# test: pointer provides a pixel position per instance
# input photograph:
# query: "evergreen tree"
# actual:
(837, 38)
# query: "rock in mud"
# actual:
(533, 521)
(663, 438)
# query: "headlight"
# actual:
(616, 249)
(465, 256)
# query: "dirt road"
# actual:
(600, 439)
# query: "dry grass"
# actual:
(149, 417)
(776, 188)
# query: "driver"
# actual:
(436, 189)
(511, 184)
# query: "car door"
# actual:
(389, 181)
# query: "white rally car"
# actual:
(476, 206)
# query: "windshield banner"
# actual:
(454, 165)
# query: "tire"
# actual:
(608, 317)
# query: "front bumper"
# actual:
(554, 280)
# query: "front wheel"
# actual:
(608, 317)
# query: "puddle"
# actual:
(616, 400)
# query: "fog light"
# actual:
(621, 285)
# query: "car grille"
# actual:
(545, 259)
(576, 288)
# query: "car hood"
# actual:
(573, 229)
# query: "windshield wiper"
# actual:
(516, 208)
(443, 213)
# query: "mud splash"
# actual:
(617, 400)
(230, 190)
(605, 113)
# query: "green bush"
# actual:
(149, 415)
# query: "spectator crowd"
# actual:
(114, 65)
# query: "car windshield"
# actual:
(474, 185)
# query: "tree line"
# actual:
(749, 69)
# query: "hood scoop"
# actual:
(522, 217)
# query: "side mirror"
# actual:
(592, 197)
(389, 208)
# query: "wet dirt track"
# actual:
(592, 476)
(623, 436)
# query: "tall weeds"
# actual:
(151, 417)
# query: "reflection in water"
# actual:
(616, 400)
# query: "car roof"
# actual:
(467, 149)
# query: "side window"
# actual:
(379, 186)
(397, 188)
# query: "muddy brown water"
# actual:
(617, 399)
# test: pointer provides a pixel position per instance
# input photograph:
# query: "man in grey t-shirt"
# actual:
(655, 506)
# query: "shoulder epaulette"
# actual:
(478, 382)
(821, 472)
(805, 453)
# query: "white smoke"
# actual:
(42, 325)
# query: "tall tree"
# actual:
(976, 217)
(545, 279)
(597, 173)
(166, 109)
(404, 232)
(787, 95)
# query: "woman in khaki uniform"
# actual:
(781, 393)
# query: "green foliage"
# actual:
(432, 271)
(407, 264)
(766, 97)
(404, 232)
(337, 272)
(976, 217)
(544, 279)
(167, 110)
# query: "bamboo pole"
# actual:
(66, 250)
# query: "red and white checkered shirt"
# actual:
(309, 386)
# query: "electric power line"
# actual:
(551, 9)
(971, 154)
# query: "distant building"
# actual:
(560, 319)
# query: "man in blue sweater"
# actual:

━━━━━━━━

:: AIM OF THE TASK ::
Write the material out exactly, with nothing left out.

:: ANSWER BELOW ::
# test: pointer provides a pixel position per instance
# input photograph:
# query: "evergreen tree"
# actual:
(837, 38)
# query: "rock in mud"
# actual:
(533, 521)
(663, 438)
# query: "headlight"
# actual:
(616, 249)
(465, 256)
# query: "dirt road"
# actual:
(600, 439)
# query: "dry grass"
# actual:
(149, 417)
(776, 188)
# query: "driver"
# actual:
(436, 189)
(511, 184)
# query: "car door"
# actual:
(389, 181)
# query: "white rally car"
# actual:
(476, 206)
# query: "windshield banner"
# actual:
(454, 165)
# query: "tire"
# actual:
(608, 317)
# query: "front bumper"
# actual:
(554, 280)
# query: "front wheel"
# actual:
(608, 317)
# query: "puddle"
# actual:
(616, 400)
# query: "fog light"
# actual:
(621, 285)
# query: "car grille"
# actual:
(545, 259)
(576, 288)
# query: "car hood"
# actual:
(573, 229)
# query: "windshield wiper"
# actual:
(516, 208)
(443, 213)
# query: "mud splash"
# actual:
(617, 400)
(230, 190)
(605, 113)
# query: "green bush"
# actual:
(149, 415)
# query: "spectator crowd"
# actual:
(114, 65)
# query: "car windshield"
# actual:
(474, 185)
# query: "tree line"
# actual:
(749, 69)
# query: "hood scoop"
# actual:
(522, 217)
# query: "side mirror"
# actual:
(592, 197)
(389, 208)
# query: "wet dirt track"
# actual:
(592, 476)
(623, 436)
# query: "tall weeds"
# actual:
(151, 417)
# query: "reflection in water"
# actual:
(616, 400)
# query: "car roof"
# actual:
(467, 149)
# query: "side window"
# actual:
(379, 186)
(397, 188)
# query: "muddy brown water"
# actual:
(617, 399)
# test: pointer provides a pixel position per instance
# input photograph:
# query: "man in grey t-shirt"
# actual:
(655, 506)
# query: "shoulder epaulette"
# actual:
(478, 382)
(821, 472)
(805, 453)
# query: "white smoke"
# actual:
(42, 325)
# query: "tall tree"
# actual:
(976, 217)
(545, 279)
(597, 173)
(166, 109)
(404, 232)
(787, 95)
# query: "woman in khaki uniform"
# actual:
(781, 393)
# query: "green foliage"
# actual:
(432, 271)
(407, 264)
(766, 97)
(404, 232)
(337, 272)
(976, 217)
(544, 279)
(167, 110)
# query: "bamboo pole"
# actual:
(66, 250)
# query: "red and white checkered shirt"
# actual:
(309, 386)
# query: "electric power line"
# actual:
(551, 9)
(971, 154)
# query: "distant building"
# actual:
(560, 319)
# query: "man in blue sweater"
# actual:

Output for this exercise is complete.